--- Exercise directions ---
For this exercise, transcribe all of the records exactly as given.

Data shown Start Marker

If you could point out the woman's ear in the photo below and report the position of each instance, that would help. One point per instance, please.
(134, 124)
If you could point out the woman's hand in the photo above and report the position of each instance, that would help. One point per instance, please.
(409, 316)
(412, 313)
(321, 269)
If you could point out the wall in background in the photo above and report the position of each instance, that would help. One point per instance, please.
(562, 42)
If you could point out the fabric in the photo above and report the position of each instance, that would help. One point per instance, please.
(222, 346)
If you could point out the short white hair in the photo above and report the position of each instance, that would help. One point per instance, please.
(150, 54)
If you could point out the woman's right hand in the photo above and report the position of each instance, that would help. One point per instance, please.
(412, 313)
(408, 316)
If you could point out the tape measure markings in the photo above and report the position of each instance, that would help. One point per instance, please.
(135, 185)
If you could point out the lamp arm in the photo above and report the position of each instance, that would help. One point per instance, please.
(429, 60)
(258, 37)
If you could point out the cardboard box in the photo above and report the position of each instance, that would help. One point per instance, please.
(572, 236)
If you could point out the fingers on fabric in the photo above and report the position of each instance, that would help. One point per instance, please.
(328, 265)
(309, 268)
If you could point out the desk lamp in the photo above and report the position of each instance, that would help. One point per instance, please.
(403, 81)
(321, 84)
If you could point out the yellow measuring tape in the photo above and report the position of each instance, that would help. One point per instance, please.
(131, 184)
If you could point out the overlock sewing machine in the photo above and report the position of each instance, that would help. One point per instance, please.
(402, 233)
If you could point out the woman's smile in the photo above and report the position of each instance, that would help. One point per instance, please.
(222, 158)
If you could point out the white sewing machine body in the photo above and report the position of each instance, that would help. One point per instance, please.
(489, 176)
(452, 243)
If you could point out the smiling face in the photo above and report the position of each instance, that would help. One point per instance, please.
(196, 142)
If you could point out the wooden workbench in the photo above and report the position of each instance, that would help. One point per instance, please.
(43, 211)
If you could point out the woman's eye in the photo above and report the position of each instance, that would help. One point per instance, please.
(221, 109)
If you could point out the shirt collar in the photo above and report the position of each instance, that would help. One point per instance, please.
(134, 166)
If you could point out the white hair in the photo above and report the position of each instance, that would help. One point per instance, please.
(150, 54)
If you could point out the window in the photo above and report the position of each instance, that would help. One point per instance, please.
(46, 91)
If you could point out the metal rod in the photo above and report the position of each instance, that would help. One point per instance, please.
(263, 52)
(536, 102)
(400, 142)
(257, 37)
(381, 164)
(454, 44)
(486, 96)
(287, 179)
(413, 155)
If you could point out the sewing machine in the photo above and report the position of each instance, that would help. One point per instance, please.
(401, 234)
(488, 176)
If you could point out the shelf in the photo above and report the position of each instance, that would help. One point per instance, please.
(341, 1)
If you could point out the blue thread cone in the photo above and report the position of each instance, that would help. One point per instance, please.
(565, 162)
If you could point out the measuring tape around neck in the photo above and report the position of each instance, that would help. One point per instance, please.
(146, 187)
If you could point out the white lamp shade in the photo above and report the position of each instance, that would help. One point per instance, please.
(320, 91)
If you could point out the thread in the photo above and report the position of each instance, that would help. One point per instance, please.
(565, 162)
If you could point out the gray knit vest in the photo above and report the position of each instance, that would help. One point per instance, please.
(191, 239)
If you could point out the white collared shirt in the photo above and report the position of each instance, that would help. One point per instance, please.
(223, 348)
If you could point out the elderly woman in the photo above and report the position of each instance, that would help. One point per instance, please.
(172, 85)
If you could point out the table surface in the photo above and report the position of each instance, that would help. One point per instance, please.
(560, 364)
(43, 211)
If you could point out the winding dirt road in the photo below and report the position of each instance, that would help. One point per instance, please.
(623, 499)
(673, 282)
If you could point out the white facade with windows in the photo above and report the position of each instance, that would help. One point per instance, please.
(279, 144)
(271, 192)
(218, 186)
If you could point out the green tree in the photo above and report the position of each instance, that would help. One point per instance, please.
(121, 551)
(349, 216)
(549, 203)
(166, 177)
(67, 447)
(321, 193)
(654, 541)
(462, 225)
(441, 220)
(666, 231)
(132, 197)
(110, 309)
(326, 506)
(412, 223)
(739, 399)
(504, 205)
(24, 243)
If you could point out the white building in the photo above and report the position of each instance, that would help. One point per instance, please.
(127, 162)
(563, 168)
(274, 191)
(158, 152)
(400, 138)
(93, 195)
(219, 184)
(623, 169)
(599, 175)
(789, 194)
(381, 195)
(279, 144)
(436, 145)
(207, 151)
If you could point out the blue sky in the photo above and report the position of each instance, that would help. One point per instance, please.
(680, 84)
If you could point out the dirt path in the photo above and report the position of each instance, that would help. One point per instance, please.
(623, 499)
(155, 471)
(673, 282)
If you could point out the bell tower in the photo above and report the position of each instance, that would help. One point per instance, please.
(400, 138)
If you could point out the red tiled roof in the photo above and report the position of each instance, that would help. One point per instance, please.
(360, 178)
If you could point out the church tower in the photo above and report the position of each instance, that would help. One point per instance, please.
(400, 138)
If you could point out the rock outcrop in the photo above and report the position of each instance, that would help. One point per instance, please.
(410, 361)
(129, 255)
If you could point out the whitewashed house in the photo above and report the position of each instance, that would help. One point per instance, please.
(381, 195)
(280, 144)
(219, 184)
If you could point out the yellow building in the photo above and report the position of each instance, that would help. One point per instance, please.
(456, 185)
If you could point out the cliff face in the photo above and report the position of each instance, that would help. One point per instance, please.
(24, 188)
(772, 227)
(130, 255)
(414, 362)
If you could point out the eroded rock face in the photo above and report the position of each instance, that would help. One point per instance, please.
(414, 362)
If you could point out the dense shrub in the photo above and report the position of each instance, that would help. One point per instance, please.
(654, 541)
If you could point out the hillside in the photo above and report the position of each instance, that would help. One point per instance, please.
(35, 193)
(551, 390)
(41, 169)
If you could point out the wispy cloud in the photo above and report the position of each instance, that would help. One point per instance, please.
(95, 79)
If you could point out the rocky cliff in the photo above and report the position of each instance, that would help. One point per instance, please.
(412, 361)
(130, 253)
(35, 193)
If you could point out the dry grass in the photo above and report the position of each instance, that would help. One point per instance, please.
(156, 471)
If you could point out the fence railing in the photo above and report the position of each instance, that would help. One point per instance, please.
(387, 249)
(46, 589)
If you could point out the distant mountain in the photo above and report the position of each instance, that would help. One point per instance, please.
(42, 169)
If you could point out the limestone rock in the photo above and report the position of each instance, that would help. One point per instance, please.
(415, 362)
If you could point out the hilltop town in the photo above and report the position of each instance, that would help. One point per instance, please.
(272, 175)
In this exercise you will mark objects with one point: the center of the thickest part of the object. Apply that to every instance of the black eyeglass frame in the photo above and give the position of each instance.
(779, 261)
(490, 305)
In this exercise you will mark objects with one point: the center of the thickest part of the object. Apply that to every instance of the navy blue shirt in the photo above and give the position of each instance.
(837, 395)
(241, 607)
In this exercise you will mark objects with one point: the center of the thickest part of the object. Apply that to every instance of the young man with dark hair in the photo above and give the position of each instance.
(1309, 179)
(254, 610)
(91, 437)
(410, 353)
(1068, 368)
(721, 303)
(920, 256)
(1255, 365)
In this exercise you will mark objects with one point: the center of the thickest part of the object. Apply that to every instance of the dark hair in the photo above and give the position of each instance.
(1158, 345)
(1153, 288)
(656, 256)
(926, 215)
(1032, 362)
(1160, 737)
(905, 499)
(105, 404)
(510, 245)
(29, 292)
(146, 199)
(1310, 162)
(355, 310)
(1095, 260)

Data shown End Marker

--- Written reply ---
If you could point out the woman's ear in the photo below and report the position of each instance, that would help. One point per instance, please.
(134, 124)
If you could point out the woman's hand in the photo above and report the position of each instance, that would help. One point per instance, please.
(409, 316)
(412, 313)
(321, 269)
If you could point out the wall in background in the photo above and report the position of each instance, that would help. One point per instance, please.
(562, 42)
If you could point out the fabric in the photo above and report the position of each instance, that would help. One point per instance, please.
(222, 346)
If you could point out the short white hair in the photo above and report the position of each instance, that would help. One point per instance, please.
(150, 54)
If you could point out the woman's right hand in the photo above and report the position of each instance, that would help. One point per instance, please.
(412, 313)
(408, 316)
If you could point out the tape measure markings in the photo above and report the position of each instance, that would help. One point per instance, please.
(135, 185)
If you could point out the lamp arm in the photo above and report the position of each instance, that would help. One point per instance, please.
(429, 60)
(258, 37)
If you could point out the cardboard box in the photo above and report the position of each instance, that would help. One point per instance, please.
(572, 236)
If you could point out the fingers on fabric in the photo above and report the position of each instance, that would help. One point per instance, please.
(328, 265)
(309, 268)
If you could point out the desk lamp in the photo above and report the position of each instance, that would help. One point per instance, please.
(403, 81)
(321, 84)
If you could point out the yellow measuring tape in the photo above and report the position of each instance, that would help. One point per instance, please.
(131, 184)
If you could point out the overlock sewing machine in the photo above and report the position of each instance, that would help. One point per instance, please.
(402, 233)
If you could point out the woman's smile in the photo above and report the position of each instance, that would help. One point per instance, please.
(222, 158)
If you could point out the white sewing machine body in the photo above and report the position of each instance, that would help. One point per instance, please.
(489, 176)
(452, 243)
If you could point out the smiling face in the photo above and report the position of each instance, that would help. One point per instance, please.
(196, 142)
If you could point out the wooden workbench in the photo above and report the position of each instance, that would help. One point per instance, please.
(43, 211)
If you could point out the woman's eye in the photo above and report the position of each instance, that would help. One point per instance, please.
(221, 109)
If you could point out the shirt collar in the photo above and report the position of each instance, that would help. One point per instance, please.
(134, 166)
If you could point out the white hair in the photo above and report the position of each instance, that would help. One point per instance, please.
(150, 54)
If you could point out the window in the photo above and report the position of each instance, that would help. One point per instance, please.
(46, 91)
If you could point out the metal rod in the photo above and report the position of each instance, that would help. One point per instance, please.
(263, 52)
(536, 102)
(400, 142)
(257, 37)
(381, 164)
(454, 44)
(486, 96)
(287, 179)
(413, 155)
If you could point out the sewing machine in the photo above and report the position of each instance, that would help. One point per instance, please.
(401, 234)
(488, 176)
If you could point out the shelf in the photo above and report the position of each instance, that would help. One point per instance, please.
(341, 1)
If you could point out the blue thread cone in the photo above and report the position of each instance, that would help. One point per instance, please.
(565, 162)
If you could point out the measuring tape around neck in the photo above and report the position of each instance, that would help. One point per instance, please.
(146, 187)
If you could point out the white lamp shade in the photo above and report the position of each instance, that would help. One point per instance, please.
(320, 91)
If you could point out the thread in the photo above and report the position of each instance, that would help. One point per instance, please.
(565, 162)
If you could point out the gray knit vest in the photo above and report the position of each instance, that would help. One point per instance, please.
(191, 239)
If you could point out the white collared shirt in the photo above and report the position of each instance, that would help. One point per instance, please.
(223, 348)
If you could point out the elderly woman in the photo above and report the position of each instance, that would help. One point per instance, please.
(172, 85)
If you could point out the table surface in the photo above and report the position of each instance, that would help. One point per instance, please.
(560, 364)
(43, 211)
If you could point out the winding dirt road in the photo below and report the position of each instance, that would help. One point per instance, please.
(623, 499)
(673, 282)
If you could point out the white facade with windows in the photo above and report the position of each instance, that would help. One point per instance, please.
(279, 144)
(271, 192)
(218, 186)
If you could point out the green tree in the photo above and report the position of each instance, that would help. One point per instance, please.
(121, 551)
(349, 216)
(549, 203)
(166, 177)
(67, 447)
(321, 193)
(654, 541)
(462, 225)
(441, 220)
(666, 231)
(132, 197)
(110, 309)
(326, 506)
(412, 223)
(739, 399)
(504, 205)
(24, 243)
If you could point out the white building in the photo above and report the position of each instance, that would help. One point per instance, please.
(127, 162)
(563, 168)
(274, 191)
(158, 152)
(400, 138)
(93, 195)
(219, 184)
(623, 169)
(599, 175)
(789, 194)
(381, 195)
(279, 144)
(436, 145)
(207, 151)
If you could point out the blue sky in the photo above and report the position of each instance, that would help. One point per instance, please.
(680, 84)
If you could point out the dirt path in the photo above and report the position of each instance, that would help. One point per instance, please.
(623, 499)
(155, 471)
(673, 282)
If you could point out the bell tower in the photo above and report the position of each instance, that would help. One point per instance, please.
(400, 138)
If you could point out the red tiled roof in the photo above and report the position of each instance, that would help. One point per instance, please.
(360, 178)
If you could point out the church tower in the photo above and report the position of each instance, that would help. One point per instance, please.
(400, 138)
If you could point out the rock outcrop in the photo above and report the position of each instance, that would help. One point per instance, please.
(410, 361)
(129, 255)
If you could point out the whitewashed house in the photo above and report the position of each instance, that would help. One point per instance, please.
(381, 195)
(280, 144)
(219, 184)
If you could point out the yellow building in the photo above and report the position of each instance, that would help. One point per instance, please.
(456, 185)
If you could point out the cliff face in the photo above and report the position of each instance, that would help. One point per instance, please.
(24, 188)
(772, 227)
(130, 255)
(414, 362)
If you could point out the eroded rock face in the photo above and report the position of each instance, that would help. One point per instance, please.
(414, 362)
If you could point out the dense shrub in the photo above and report the position of each instance, that would help. One point per instance, please.
(654, 541)
If you could point out the hillside in the photo above and report the position of each instance, that would help. One point per instance, please.
(35, 193)
(551, 390)
(41, 169)
If you could point out the wispy cloud in the photo above and report the position of each instance, that would help. One point per instance, please.
(95, 79)
If you could point out the rocky cliff in the photo above and report the position of each instance, that would help. One point per instance, please.
(412, 361)
(130, 253)
(35, 193)
If you could point out the dry grass in the photo above and report the position of each instance, that would help. One point per instance, please.
(156, 471)
If you could point out the fence railing in the photo above and report the position of each instance, that would help. One point per instance, please.
(387, 249)
(46, 589)
If you could point out the distant mountain in the photo above and report the position of each instance, that would help. One point per instance, please.
(42, 169)
If you could point out the limestone rock in the photo above and report the position of each instance, that would help. One point per instance, please.
(415, 362)
If you could point out the hilltop town in the photo above and report the position of each instance, that would help. One point per instance, please.
(272, 175)
In this exercise you will mark objects with one point: the center of the thickest part of the object. Apply that to every instance of the black eyeglass frame in the photo above and give the position of each instance.
(779, 261)
(490, 305)
In this exercise you will mark objects with one point: the center of the thickest part of the object. Apply that to every instance of the navy blue shirt in the photo above and give the position of each instance.
(837, 395)
(241, 607)
In this exercise you will mark objects with one point: the center of the thickest part of the object. Apply that to every instance of the young man with dark hair in the photo above and give the position of each instance.
(1309, 179)
(254, 610)
(91, 437)
(410, 353)
(1068, 368)
(721, 303)
(920, 256)
(1255, 365)
In this exercise you will mark objects with one point: the center of the thickest part of the object. Apply that to every instance of the dark hair in the photo above and give the position of each instance.
(1158, 345)
(1153, 288)
(656, 256)
(926, 215)
(1032, 362)
(1160, 737)
(905, 499)
(105, 404)
(510, 245)
(29, 292)
(146, 199)
(1310, 162)
(355, 310)
(1095, 260)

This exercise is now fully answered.